Listed entries:
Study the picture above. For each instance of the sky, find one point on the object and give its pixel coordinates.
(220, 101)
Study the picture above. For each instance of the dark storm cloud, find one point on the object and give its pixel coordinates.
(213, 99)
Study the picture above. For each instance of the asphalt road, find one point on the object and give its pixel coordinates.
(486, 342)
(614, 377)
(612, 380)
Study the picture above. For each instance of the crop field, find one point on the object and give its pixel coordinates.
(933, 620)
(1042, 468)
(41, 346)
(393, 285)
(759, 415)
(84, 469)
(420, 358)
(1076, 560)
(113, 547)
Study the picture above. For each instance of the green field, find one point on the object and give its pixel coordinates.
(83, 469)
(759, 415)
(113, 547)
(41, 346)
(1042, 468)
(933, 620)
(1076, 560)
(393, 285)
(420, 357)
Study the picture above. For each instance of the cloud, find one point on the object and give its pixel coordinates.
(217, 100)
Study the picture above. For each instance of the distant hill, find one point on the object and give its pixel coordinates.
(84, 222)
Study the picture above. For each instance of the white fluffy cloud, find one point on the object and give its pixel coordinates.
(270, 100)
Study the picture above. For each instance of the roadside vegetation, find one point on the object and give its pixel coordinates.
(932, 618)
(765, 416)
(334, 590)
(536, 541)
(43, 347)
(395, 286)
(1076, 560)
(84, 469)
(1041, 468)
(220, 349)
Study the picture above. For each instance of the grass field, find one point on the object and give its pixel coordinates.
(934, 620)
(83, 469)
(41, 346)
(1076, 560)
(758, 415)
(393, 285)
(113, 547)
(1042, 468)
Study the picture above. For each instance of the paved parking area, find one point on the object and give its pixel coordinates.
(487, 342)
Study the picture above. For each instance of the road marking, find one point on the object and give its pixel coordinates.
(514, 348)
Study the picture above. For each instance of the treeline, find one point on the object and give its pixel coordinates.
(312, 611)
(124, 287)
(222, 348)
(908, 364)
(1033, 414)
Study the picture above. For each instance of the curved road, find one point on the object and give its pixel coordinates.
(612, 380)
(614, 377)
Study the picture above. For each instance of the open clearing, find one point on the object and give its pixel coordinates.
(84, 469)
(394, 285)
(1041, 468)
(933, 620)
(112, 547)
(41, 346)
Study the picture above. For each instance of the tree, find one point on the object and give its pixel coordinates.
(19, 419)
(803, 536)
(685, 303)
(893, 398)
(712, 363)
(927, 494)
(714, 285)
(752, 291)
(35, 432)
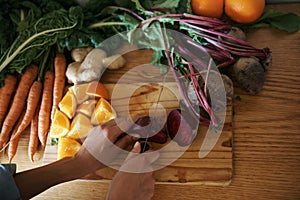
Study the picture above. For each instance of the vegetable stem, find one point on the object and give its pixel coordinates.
(23, 45)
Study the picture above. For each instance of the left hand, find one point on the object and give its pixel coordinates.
(138, 185)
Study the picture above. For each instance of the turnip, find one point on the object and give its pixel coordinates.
(250, 74)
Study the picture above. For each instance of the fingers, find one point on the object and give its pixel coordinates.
(114, 128)
(125, 141)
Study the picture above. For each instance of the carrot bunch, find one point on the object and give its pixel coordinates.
(30, 101)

Exercise goal: Rewrite the stretch from the line containing "Study the picture above. For each instance of the open" through the end of the rows as a Markdown table with the columns No. and Line. Number each line, skip blank lines, and leave the pictures out.

Final answer:
| No. | Line |
|---|---|
| 1 | Study the picture above. For each instance of the open clearing, find one point on the object and give its pixel coordinates. |
| 2 | (84, 469) |
| 3 | (394, 285) |
| 4 | (1041, 468) |
| 5 | (933, 620) |
| 6 | (112, 547) |
| 7 | (41, 346) |
| 8 | Study the picture above. For each instance of the tree, find one point on the object and give its pixel coordinates. |
| 9 | (19, 419) |
| 10 | (803, 536) |
| 11 | (685, 303) |
| 12 | (893, 398) |
| 13 | (712, 363) |
| 14 | (927, 494) |
| 15 | (714, 285) |
| 16 | (752, 291) |
| 17 | (35, 432) |
| 18 | Study the picture above. For each instance of the vegetable stem, find one point on the object and give its pixel coordinates. |
| 19 | (23, 45) |
| 20 | Study the picture above. For each instance of the left hand, find one point on the object and give its pixel coordinates. |
| 21 | (138, 185) |
| 22 | Study the picture above. For each instance of the turnip, find one point on the object and give its pixel coordinates. |
| 23 | (250, 74) |
| 24 | Study the picture above. For each instance of the fingers, find one point on the object and give its pixel coordinates. |
| 25 | (114, 128) |
| 26 | (125, 141) |
| 27 | Study the picture above. For each instance of the carrot bunch, find one point on the object and give its pixel coordinates. |
| 28 | (30, 101) |